• Tasks to carry out:
1 - Decide whether each statement agrees with the beech fern profile, answering yes or no and quoting the words from the profile that settle it: (a) The beech fern flowers in spring. (b) The beech fern tolerates rabbits. (c) The beech fern usually shows its best color in full sun.
2 - Write the next part of the beech fern profile, continuing from its final sentence.

• Document text:

=== Section Start ===

Common Name: beech fern 
     
	
                        
                            Type: Fern
                        
                        
                            Family: Thelypteridaceae
                        
                        
                            Native Range: Northern Hemisphere
                        
                        
                            Zone: 2 to 5
                        
                        
                            Height: 0.75 to 1.50 feet
                        
                        
                            Spread: 1.00 to 3.00 feet
                        
                        
                            Bloom Time: Non-flowering
                        
                        
                        
                            Sun: Part shade to full shade
                        
                        
                            Water: Medium
                        
                        
                            Maintenance: Low
                        
                        
                                Suggested Use: Naturalize
		                    
                                Tolerate: Rabbit, Heavy Shade
		                    
                        
                        
                     
                    
                 
                                   
                
                    Culture
                    Best grown in consistently moist, humusy, organically rich, acidic soils in part shade to full shade.  Best pale green color usually occurs in part shade.  Soils should not be allowed to dry out.  Spreads very slowly by runners from an erect rhizome. This is a fern of cool climates.  It will not adapt to the heat and humidity of the deep South, and is not recommended for planting south of USDA Zone 5 or 6.

=== Section End ===

• Supplied data:
=== Section Start ===

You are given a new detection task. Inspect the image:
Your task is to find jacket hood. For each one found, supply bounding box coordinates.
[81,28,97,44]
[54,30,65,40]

=== Section End ===

• Answers to the tasks:
1 -
(a) No: "Bloom Time: Non-flowering"
(b) Yes: "Tolerate: Rabbit, Heavy Shade"
(c) No: "Best pale green color usually occurs in part shade."

2 -
	             
                
                    Noteworthy Characteristics
                    Phegopteris connectilis, commonly known as narrow beech fern, is a deciduous fern that typically grows to 8-18” tall with a slow outward spread over time by creeping rhizomes to 36” wide.  It is a circumboreal species which is native to moist woodland areas and stream banks in northern parts of North America, Europe and Asia.  In the U.S., it is native from Alaska to Newfoundland and Greenland south to Oregon, Iowa, western Illinois, Michigan and in the Appalachians to North Carolina.  
Narrow triangular blade is pinnate-pinnatifid to bipinnatifid extending to 14” long and 9” wide.  Each leaflet is narrow triangular with a tapering tip.  The bottom pair of leaflets is disjunct from the pair above it and is usually significantly downturned.  Sori are located near the margins.  No indusium (flap which usually covers the fern sori). 
Thelypteris phegopteris and Dryopteris phegopteris are synonyms.
Genus name comes from the Greek words phegos meaning beech and pteris meaning fern in possible reference to the habitats of some species.
Specific epithet comes from the Latin word connecto meaning to fasten together in probable reference to the lowest pair of disconnected leaflets.
	             
                
                    Problems
                    No serious insect or disease problems.
	             
                
                    Uses
                    Naturalize in woodland or shade gardens.  Ground cover.  Low edging plant.  Shady parts of rock gardens.